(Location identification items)
====

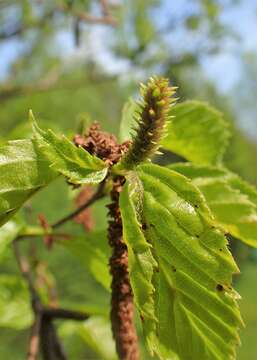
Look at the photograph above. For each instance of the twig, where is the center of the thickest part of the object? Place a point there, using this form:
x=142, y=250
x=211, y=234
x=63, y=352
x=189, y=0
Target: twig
x=35, y=303
x=51, y=347
x=43, y=332
x=96, y=196
x=83, y=16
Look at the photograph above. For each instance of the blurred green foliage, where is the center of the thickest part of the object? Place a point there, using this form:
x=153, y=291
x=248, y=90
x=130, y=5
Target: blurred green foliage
x=63, y=85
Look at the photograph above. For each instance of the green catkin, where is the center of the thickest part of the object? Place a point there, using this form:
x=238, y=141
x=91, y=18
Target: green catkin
x=152, y=119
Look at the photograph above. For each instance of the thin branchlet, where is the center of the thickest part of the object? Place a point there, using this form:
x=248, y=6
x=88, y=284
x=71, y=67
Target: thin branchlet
x=152, y=119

====

Reproduce every line of the listing above word for word, leaving out the pictures.

Result below:
Look at the photograph above. For each instance of the twig, where is the center of the thickest part of the object? Place a point there, using this form:
x=142, y=250
x=211, y=234
x=63, y=352
x=189, y=0
Target: twig
x=35, y=303
x=51, y=347
x=43, y=332
x=96, y=196
x=83, y=16
Look at the photograph above. For each instance of the blurred green foliage, where is the center of the thickest part of the object? Place a point there, using this form:
x=153, y=291
x=248, y=90
x=130, y=5
Target: blurred green foliage
x=63, y=85
Look at the photograph above. For each instance of the green catkin, where is the center of the thickest part of the object? Place a point there, using this form:
x=238, y=141
x=91, y=18
Target: green catkin
x=152, y=119
Look at the photograph above. For each instance of the thin branchlet, where is the center of the thickest part of the object? Place a point there, using this form:
x=248, y=6
x=88, y=284
x=71, y=67
Target: thin branchlet
x=152, y=119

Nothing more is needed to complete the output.